Ahmet Doğan Ataman, Caserta Kraliyet Sarayı Bahçesi, İtalya
Pul koleksiyonerliğine merakınız nasıl başladı? Serüveninizi anlatır mısınız?
1967 senesinde rahmetli annemin beni Levend Postanesi filateli bölümüne yazdırması ile pulculuk serüvenim başladı. Postaneden aldığım Türkiye Cumhuriyeti pulları haricinde damgalı-damgasız her türlü pulu topluyor, saatlerce onları pul defterlerine dizerken zamanın nasıl geçtiğini dahi fark edemiyordum.
İstanbul’un pulcuları genellikle Yüksek Kaldırım’da kümelenmişti. Avusturya Erkek Lisesi de Yüksek Kaldırım’a oldukça yakındı. İşte ortaokulda okurken tanıştığım filatelinin aksakalı Erol Akkaya, benim pulculuk yaşamımda bir dönüm noktasıdır.
Erol Bey’den öğrendiğim metodoloji ile önce Türkiye Cumhuriyeti pulları ve ilk gün zarflarını toplamaya başladım. Ortaokula giderken hekimlik mesleğine olan merakım nedeniyle daha sonraları tıp konusunu seçtim.
Diş hekimliği ile birlikte pul koleksiyonerliği de yaptınız. Hekimliğinizin koleksiyonculuğa etkisi ne derece oldu?
Koleksiyonum gelişiyordu gelişmesine; ama bir hekim ve diş hekimi olarak bilgilerim yetmiyordu. İşte bu nedenle İstanbul Üniversitesi Cerrahpaşa Tıp Fakültesi Deontoloji ve Tıp Tarihi bölümünde değerli hocalarım Prof. Dr. Nil Sarı, Prof. Dr. Ayten Altıntaş ve Prof. Dr. Zuhal Özaydın’ın yanında tıp tarihi eğitimi aldım. Artık daha bilinçliydim.
Dünya çapında çeşitli yarışmalara da katıldınız. Aldığınız ödüllerden bahseder misiniz?

--------------------------------------------------

Kısa görev A
Pul koleksiyonerliği söyleşisine göre ortaokul yıllarında tanışılan ve pulculuk yaşamında dönüm noktası olarak anılan kişi kimdir?
Kısa görev B
Pul koleksiyonerliği söyleşisinde "Ahmet Doğan Ataman, Caserta" sözlerinden aşağıya doğru "bir dönüm noktasıdır." sözlerine kadar uzanan kısmın tamamını aynen yazınız.

--------------------------------------------------

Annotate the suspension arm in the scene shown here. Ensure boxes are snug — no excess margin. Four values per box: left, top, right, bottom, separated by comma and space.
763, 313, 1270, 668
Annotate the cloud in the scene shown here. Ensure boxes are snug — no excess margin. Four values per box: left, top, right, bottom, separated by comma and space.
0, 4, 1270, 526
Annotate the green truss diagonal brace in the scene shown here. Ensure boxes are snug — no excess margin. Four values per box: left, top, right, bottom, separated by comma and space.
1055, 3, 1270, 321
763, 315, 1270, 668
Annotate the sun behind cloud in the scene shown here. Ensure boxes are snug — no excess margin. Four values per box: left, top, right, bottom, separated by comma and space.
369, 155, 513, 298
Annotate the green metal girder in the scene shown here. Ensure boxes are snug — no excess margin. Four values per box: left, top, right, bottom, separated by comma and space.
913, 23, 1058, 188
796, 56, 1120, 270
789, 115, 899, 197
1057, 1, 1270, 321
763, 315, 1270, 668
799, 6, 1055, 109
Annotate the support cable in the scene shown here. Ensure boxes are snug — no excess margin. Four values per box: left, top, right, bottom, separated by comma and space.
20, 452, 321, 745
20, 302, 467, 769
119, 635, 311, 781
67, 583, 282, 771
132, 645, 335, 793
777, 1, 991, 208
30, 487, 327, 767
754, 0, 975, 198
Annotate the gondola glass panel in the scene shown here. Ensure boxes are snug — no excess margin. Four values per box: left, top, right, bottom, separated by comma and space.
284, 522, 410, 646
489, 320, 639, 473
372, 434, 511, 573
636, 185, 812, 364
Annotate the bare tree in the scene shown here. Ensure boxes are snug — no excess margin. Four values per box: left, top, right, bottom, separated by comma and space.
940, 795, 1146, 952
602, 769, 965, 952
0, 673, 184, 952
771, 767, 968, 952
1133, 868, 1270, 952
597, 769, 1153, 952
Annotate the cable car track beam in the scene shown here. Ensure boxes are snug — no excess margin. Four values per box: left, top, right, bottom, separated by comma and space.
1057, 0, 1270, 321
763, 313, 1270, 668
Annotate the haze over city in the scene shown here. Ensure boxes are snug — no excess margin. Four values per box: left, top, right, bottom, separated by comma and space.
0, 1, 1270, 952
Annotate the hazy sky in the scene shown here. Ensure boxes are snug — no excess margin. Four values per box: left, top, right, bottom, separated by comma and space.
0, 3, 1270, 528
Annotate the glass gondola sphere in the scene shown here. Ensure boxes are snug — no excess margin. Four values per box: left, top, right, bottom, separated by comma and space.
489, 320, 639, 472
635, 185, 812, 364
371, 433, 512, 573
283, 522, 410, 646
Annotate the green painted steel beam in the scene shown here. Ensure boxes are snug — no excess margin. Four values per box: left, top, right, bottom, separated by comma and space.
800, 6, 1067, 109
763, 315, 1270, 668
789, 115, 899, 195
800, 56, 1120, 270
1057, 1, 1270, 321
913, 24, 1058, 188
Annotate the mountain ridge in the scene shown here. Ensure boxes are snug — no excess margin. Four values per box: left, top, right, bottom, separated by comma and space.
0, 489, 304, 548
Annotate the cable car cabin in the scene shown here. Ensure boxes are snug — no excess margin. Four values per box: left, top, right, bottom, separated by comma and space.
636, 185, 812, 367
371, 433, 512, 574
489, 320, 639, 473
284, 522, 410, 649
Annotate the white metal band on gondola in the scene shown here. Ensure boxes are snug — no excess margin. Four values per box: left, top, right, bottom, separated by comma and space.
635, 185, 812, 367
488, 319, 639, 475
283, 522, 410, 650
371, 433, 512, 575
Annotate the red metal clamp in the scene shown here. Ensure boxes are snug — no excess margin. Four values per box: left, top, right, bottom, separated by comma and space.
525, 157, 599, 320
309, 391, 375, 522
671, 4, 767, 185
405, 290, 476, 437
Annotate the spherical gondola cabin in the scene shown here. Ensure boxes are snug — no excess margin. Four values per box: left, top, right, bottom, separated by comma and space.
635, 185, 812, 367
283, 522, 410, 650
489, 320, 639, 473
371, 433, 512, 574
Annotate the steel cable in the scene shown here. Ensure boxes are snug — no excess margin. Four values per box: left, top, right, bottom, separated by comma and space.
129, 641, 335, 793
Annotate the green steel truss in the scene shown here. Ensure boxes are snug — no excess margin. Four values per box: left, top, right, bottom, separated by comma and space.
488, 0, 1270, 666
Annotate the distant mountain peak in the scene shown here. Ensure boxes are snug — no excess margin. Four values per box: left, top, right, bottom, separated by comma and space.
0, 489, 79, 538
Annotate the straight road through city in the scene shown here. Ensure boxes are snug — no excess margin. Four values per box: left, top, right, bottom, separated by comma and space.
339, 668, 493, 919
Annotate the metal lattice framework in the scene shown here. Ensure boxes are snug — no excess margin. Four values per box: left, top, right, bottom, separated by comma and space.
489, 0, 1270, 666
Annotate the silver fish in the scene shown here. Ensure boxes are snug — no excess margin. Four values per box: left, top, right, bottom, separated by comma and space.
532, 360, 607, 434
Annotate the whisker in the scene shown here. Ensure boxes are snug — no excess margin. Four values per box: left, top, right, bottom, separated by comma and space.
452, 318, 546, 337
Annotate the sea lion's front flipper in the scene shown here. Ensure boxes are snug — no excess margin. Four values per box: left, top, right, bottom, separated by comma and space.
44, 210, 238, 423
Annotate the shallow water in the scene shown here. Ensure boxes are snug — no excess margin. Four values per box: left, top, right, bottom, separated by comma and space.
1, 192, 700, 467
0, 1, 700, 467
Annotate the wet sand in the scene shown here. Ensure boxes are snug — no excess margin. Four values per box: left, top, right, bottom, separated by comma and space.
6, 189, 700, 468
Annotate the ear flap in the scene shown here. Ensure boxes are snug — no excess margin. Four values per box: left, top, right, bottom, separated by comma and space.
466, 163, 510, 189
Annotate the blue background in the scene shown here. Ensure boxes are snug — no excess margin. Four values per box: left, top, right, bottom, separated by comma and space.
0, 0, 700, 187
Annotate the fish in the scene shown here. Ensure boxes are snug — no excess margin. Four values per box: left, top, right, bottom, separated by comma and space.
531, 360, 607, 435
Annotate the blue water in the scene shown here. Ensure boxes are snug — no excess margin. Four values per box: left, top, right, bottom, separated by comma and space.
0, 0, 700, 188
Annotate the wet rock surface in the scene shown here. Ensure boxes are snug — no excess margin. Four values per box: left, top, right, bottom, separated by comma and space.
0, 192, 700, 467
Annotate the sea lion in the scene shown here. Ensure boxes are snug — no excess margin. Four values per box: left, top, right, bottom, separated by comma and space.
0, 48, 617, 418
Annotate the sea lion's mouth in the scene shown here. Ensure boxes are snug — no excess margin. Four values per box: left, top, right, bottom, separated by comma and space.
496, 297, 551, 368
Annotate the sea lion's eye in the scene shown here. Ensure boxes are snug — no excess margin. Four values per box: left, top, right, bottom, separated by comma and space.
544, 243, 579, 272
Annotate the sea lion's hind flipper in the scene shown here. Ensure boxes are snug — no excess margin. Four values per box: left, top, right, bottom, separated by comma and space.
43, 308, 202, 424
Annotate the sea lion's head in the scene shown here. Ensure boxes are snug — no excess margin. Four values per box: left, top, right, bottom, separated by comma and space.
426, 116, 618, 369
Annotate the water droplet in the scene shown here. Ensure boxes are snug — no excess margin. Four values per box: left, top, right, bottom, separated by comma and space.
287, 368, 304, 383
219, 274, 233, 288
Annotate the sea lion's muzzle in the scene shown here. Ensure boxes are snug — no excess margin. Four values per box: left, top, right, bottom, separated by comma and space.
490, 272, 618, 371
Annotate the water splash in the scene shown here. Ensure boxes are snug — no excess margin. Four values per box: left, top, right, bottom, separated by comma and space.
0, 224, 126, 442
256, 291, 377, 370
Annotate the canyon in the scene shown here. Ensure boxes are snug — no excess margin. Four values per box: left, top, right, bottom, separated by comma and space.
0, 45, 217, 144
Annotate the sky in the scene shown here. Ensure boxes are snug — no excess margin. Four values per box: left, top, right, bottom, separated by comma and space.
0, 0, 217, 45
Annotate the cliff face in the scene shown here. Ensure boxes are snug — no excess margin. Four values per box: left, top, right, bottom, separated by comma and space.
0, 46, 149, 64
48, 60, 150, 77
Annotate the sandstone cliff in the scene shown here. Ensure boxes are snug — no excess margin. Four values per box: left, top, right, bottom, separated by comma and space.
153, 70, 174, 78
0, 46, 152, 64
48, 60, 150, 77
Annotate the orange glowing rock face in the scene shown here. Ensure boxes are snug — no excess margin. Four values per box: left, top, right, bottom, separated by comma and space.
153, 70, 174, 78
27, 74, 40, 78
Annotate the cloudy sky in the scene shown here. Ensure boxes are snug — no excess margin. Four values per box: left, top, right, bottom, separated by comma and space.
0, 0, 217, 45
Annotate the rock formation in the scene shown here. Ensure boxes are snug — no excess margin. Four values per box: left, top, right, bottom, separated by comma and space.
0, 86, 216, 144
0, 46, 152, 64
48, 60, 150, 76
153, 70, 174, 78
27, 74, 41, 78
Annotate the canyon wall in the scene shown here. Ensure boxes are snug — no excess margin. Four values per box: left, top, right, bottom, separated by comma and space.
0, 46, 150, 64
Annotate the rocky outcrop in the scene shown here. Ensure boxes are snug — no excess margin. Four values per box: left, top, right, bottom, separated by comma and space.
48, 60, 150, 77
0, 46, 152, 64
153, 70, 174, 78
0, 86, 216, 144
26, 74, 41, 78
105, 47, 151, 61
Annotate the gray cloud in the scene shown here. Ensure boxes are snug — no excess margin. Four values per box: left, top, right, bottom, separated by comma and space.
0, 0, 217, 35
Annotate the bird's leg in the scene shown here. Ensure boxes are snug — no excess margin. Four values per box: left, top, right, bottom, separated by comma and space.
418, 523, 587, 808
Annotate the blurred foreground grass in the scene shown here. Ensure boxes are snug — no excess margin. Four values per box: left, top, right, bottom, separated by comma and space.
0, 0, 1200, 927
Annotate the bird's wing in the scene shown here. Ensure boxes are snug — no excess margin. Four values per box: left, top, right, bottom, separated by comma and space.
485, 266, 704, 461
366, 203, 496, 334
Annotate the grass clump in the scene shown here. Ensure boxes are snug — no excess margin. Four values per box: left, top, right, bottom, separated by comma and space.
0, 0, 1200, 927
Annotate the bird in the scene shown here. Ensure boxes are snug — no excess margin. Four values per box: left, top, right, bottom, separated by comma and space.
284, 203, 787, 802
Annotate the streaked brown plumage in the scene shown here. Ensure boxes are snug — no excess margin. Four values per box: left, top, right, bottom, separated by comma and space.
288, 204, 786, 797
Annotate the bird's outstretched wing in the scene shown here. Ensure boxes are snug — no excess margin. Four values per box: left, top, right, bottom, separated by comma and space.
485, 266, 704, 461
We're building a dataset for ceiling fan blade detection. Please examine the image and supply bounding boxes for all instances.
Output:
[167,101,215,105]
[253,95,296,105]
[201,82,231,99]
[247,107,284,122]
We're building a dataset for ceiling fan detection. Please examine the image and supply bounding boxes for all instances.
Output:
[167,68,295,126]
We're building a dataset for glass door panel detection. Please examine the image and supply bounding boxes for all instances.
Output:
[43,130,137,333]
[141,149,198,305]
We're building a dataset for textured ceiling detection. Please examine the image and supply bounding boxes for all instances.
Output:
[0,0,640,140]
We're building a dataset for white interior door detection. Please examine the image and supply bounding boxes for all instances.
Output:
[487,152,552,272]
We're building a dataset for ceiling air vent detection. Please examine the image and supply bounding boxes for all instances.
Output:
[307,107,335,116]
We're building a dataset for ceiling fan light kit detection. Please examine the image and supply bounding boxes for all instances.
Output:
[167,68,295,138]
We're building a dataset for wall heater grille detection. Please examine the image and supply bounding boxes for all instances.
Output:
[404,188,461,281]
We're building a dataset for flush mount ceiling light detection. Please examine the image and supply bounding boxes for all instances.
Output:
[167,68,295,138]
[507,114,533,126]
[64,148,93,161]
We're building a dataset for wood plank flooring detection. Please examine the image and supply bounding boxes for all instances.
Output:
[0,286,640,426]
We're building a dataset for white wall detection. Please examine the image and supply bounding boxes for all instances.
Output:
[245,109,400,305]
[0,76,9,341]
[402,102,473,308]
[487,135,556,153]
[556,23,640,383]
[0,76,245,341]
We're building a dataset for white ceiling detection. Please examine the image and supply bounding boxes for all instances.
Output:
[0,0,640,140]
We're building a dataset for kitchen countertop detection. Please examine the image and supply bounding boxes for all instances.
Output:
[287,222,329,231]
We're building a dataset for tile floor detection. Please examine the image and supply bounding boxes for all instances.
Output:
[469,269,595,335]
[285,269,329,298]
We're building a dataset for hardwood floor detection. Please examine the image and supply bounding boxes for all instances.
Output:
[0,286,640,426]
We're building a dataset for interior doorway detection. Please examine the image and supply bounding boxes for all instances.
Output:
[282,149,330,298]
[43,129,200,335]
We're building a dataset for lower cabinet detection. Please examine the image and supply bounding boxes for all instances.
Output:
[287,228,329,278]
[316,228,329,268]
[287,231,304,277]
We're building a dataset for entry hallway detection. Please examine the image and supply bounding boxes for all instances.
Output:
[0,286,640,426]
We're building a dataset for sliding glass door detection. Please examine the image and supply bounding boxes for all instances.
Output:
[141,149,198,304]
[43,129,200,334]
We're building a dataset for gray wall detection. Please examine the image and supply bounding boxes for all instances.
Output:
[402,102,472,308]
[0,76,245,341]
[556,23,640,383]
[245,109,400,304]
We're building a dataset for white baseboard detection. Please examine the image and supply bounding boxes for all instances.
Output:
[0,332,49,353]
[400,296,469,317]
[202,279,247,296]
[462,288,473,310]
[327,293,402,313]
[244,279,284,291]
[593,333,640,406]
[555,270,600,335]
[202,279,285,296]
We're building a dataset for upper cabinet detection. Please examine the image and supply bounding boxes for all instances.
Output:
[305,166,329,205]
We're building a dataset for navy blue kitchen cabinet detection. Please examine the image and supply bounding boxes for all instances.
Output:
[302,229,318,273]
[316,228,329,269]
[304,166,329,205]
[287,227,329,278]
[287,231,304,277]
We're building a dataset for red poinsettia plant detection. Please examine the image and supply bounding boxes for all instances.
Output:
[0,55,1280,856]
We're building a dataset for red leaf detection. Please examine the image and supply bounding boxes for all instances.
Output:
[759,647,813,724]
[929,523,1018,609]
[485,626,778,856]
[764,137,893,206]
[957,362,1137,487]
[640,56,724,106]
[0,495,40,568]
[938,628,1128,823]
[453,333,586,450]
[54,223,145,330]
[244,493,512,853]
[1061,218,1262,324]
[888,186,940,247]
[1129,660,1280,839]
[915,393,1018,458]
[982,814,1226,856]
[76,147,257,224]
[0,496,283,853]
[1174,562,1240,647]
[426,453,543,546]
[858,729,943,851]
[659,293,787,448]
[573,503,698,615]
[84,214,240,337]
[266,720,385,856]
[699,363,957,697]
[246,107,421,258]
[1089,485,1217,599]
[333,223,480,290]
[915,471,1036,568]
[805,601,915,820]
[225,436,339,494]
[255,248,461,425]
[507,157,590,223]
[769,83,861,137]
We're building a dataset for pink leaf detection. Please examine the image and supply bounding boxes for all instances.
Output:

--------------------------------------------------

Doğru yanıt A
Erol Akkaya.

Doğru yanıt B
Ahmet Doğan Ataman, Caserta Kraliyet Sarayı Bahçesi, İtalya
Pul koleksiyonerliğine merakınız nasıl başladı? Serüveninizi anlatır mısınız?
1967 senesinde rahmetli annemin beni Levend Postanesi filateli bölümüne yazdırması ile pulculuk serüvenim başladı. Postaneden aldığım Türkiye Cumhuriyeti pulları haricinde damgalı-damgasız her türlü pulu topluyor, saatlerce onları pul defterlerine dizerken zamanın nasıl geçtiğini dahi fark edemiyordum.
İstanbul’un pulcuları genellikle Yüksek Kaldırım’da kümelenmişti. Avusturya Erkek Lisesi de Yüksek Kaldırım’a oldukça yakındı. İşte ortaokulda okurken tanıştığım filatelinin aksakalı Erol Akkaya, benim pulculuk yaşamımda bir dönüm noktasıdır.